# Task requirements:
Set down each line of the listing below exactly as it is written.

[Opening Source data section]

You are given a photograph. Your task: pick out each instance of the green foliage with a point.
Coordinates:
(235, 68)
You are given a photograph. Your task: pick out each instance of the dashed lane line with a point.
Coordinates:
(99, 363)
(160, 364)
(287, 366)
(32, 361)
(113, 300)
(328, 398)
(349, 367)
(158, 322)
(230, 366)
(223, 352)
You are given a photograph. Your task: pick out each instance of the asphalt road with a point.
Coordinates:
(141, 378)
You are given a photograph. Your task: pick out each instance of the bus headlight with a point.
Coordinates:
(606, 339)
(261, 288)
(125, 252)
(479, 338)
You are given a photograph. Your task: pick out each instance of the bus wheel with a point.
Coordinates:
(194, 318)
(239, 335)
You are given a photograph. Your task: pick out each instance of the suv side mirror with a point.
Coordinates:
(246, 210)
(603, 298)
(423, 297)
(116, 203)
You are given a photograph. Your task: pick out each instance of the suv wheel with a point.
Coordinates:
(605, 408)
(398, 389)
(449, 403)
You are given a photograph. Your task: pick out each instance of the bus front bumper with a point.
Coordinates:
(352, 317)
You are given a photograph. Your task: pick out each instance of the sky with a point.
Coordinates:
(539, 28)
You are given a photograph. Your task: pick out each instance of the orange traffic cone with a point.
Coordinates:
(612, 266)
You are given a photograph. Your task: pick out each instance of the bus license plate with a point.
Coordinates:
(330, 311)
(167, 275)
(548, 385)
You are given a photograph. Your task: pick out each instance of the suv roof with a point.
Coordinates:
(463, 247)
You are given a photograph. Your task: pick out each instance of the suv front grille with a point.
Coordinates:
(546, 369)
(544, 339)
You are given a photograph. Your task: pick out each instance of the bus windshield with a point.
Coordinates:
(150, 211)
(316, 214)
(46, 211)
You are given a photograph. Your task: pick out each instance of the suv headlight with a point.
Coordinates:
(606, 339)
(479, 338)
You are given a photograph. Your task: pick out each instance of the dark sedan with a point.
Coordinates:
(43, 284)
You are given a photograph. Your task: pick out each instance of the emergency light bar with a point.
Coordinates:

[Closing Source data section]

# Reply to the exercise:
You are given a photograph. Your task: pick out each instance of the green foliage with a point.
Coordinates:
(235, 68)
You are given a photograph. Your task: pick out each instance of the dashed lane line with a point.
Coordinates:
(99, 363)
(160, 364)
(287, 366)
(32, 361)
(113, 300)
(328, 398)
(349, 367)
(158, 322)
(230, 366)
(223, 352)
You are given a photograph. Your task: pick out each instance of the asphalt road with a point.
Coordinates:
(141, 378)
You are given a photograph. Your task: pick out each instance of the bus headlight with a point.
Coordinates:
(606, 339)
(261, 288)
(125, 252)
(479, 338)
You are given a photograph. Your task: pick out each instance of the bus wheel with a point.
Coordinates:
(194, 318)
(239, 335)
You are given a photograph. Your task: pick out each instance of the suv side mirror with a point.
Coordinates:
(246, 210)
(603, 298)
(423, 297)
(116, 203)
You are given a photograph. Your task: pick out each instance of the suv wheel with a point.
Coordinates:
(605, 408)
(398, 389)
(449, 403)
You are given a photograph. Your task: pick out each instance of the bus front bumper with a point.
Coordinates:
(352, 317)
You are given a photograph. Your task: pick out each instance of the sky with a point.
Coordinates:
(539, 28)
You are given a photograph. Your task: pick out each instance of the orange traffic cone with a point.
Coordinates:
(612, 266)
You are given a photograph. Your task: pick out each instance of the bus license plate with a point.
Coordinates:
(330, 311)
(167, 275)
(548, 385)
You are given a photograph. Your task: pick out each instance of the suv roof with a point.
Coordinates:
(463, 247)
You are given a photograph. Your task: pick out each instance of the suv front grille with a point.
Coordinates:
(546, 369)
(544, 339)
You are given a photograph. Your task: pick out each instance of the bus windshield with a point.
Coordinates:
(150, 211)
(316, 214)
(46, 211)
You are given a photograph. Your task: pick out each instance of the suv headlight with a point.
Coordinates:
(606, 339)
(479, 338)
You are given a photograph. Your task: pick out each instance of the dark sedan with a point.
Coordinates:
(43, 284)
You are given a photograph. Your task: pick out each instance of the emergency light bar with a point.
Coordinates:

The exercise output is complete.